**WORK TO BE COMPLETED:**
Reprint all records below exactly. No images.

**DATA IN THIS EXERCISE:**
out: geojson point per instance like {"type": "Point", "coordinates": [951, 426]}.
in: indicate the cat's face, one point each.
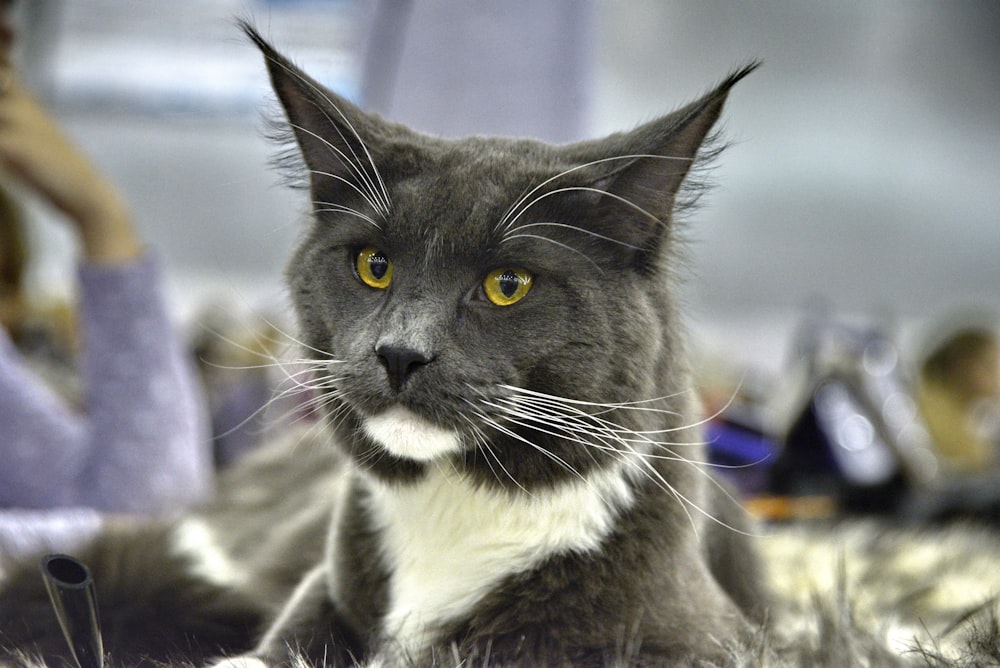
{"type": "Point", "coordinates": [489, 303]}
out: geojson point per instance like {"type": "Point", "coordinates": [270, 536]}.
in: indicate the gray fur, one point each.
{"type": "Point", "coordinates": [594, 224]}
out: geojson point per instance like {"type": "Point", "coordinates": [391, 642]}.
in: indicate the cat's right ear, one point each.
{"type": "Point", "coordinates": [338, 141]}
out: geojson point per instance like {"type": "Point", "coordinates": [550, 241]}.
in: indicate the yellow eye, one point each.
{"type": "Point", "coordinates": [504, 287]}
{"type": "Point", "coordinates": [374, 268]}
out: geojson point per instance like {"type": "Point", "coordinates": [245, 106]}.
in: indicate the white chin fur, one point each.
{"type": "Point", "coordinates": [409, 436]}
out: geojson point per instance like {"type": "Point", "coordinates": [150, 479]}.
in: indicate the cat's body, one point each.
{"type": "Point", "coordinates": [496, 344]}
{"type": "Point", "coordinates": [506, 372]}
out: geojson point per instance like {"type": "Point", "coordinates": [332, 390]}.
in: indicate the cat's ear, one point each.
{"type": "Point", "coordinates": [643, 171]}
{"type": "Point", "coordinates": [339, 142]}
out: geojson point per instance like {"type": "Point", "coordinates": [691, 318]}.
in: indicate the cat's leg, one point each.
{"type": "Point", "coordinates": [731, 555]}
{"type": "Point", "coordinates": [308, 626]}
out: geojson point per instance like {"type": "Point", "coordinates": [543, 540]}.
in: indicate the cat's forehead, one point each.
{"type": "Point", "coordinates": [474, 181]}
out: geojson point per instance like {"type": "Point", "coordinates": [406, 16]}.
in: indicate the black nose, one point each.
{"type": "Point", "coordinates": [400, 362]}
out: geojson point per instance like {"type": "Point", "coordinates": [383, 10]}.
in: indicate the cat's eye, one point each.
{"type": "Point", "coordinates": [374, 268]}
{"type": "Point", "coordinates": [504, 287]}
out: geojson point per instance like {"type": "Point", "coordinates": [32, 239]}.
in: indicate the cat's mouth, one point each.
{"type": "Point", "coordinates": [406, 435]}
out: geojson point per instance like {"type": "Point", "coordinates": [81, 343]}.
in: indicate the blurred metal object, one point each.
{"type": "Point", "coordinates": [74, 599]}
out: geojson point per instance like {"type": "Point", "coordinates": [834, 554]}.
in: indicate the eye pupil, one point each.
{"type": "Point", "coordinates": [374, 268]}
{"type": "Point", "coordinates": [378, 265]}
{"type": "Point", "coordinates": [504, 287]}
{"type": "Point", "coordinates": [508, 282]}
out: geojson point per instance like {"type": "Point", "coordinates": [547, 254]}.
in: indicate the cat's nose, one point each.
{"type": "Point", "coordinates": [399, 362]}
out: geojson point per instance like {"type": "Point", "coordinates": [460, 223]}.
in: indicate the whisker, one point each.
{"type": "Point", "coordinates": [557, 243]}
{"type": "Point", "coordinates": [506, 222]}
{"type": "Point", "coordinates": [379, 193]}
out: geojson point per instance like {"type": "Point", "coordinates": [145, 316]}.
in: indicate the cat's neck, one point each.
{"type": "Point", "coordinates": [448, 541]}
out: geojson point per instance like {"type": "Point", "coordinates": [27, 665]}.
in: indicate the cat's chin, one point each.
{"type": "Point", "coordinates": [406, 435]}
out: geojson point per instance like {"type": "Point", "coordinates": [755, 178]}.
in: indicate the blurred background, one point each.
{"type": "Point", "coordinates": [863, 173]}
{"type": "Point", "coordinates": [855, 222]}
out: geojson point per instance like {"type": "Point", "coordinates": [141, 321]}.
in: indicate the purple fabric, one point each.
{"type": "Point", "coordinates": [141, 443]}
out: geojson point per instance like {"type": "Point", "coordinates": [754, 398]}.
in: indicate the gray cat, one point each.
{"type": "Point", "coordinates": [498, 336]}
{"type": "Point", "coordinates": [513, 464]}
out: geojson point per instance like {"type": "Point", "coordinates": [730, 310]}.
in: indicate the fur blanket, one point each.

**TASK SOLUTION:**
out: geojson point per instance like {"type": "Point", "coordinates": [951, 426]}.
in: indicate the cat's face, one point each.
{"type": "Point", "coordinates": [489, 303]}
out: geojson point per instance like {"type": "Point", "coordinates": [270, 536]}.
in: indicate the gray fur, one point each.
{"type": "Point", "coordinates": [594, 224]}
out: geojson point per instance like {"type": "Point", "coordinates": [391, 642]}.
in: indicate the cat's right ear, one point each.
{"type": "Point", "coordinates": [338, 141]}
out: geojson point per instance like {"type": "Point", "coordinates": [550, 241]}.
in: indicate the yellow eye, one point each.
{"type": "Point", "coordinates": [504, 287]}
{"type": "Point", "coordinates": [374, 268]}
out: geojson point per instance like {"type": "Point", "coordinates": [245, 106]}.
in: indicate the white chin fur, one point each.
{"type": "Point", "coordinates": [409, 436]}
out: geojson point per instance like {"type": "Point", "coordinates": [150, 479]}.
in: indicate the cat's body, one point each.
{"type": "Point", "coordinates": [496, 344]}
{"type": "Point", "coordinates": [506, 372]}
out: geojson point per instance like {"type": "Point", "coordinates": [332, 390]}.
in: indicate the cat's ear, one point each.
{"type": "Point", "coordinates": [643, 171]}
{"type": "Point", "coordinates": [339, 142]}
out: geojson point per instance like {"type": "Point", "coordinates": [691, 318]}.
in: indicate the cat's leg, one point each.
{"type": "Point", "coordinates": [731, 555]}
{"type": "Point", "coordinates": [308, 626]}
out: geojson point per instance like {"type": "Point", "coordinates": [543, 540]}.
in: indicate the cat's forehead, one point each.
{"type": "Point", "coordinates": [474, 181]}
out: geojson point per instance like {"type": "Point", "coordinates": [406, 16]}.
in: indicate the black nose, one point each.
{"type": "Point", "coordinates": [400, 362]}
out: geojson point per instance like {"type": "Point", "coordinates": [383, 10]}.
in: indicate the cat's eye, one point each.
{"type": "Point", "coordinates": [374, 268]}
{"type": "Point", "coordinates": [504, 287]}
out: geojson point per instance like {"type": "Point", "coordinates": [32, 239]}.
in: indicate the cat's mouth, one point each.
{"type": "Point", "coordinates": [406, 435]}
out: geojson point per instance like {"type": "Point", "coordinates": [81, 343]}.
in: indicate the blurred metal object, one point each.
{"type": "Point", "coordinates": [74, 599]}
out: geojson point per instance like {"type": "Point", "coordinates": [834, 554]}.
in: indicate the eye pupil, one point each.
{"type": "Point", "coordinates": [374, 268]}
{"type": "Point", "coordinates": [378, 265]}
{"type": "Point", "coordinates": [504, 287]}
{"type": "Point", "coordinates": [508, 282]}
out: geojson point per instance like {"type": "Point", "coordinates": [547, 254]}.
in: indicate the cat's nose, one point each.
{"type": "Point", "coordinates": [399, 362]}
out: geojson point per instance like {"type": "Point", "coordinates": [460, 223]}.
in: indicate the whisker, one point each.
{"type": "Point", "coordinates": [557, 243]}
{"type": "Point", "coordinates": [506, 222]}
{"type": "Point", "coordinates": [379, 193]}
out: geojson point per instance like {"type": "Point", "coordinates": [145, 316]}.
in: indicate the cat's neck, one point each.
{"type": "Point", "coordinates": [448, 541]}
out: geojson point per instance like {"type": "Point", "coordinates": [27, 665]}.
in: indicate the cat's chin, one point each.
{"type": "Point", "coordinates": [406, 435]}
out: geojson point per instance like {"type": "Point", "coordinates": [755, 178]}.
in: indicate the blurred background, one point each.
{"type": "Point", "coordinates": [863, 173]}
{"type": "Point", "coordinates": [855, 222]}
out: geojson point per instance like {"type": "Point", "coordinates": [141, 321]}.
in: indicate the purple fabric, one point each.
{"type": "Point", "coordinates": [141, 443]}
out: geojson point per instance like {"type": "Point", "coordinates": [754, 398]}.
in: indicate the gray cat, one point each.
{"type": "Point", "coordinates": [498, 336]}
{"type": "Point", "coordinates": [513, 464]}
out: geojson point per instance like {"type": "Point", "coordinates": [730, 310]}.
in: indicate the fur blanket, one point each.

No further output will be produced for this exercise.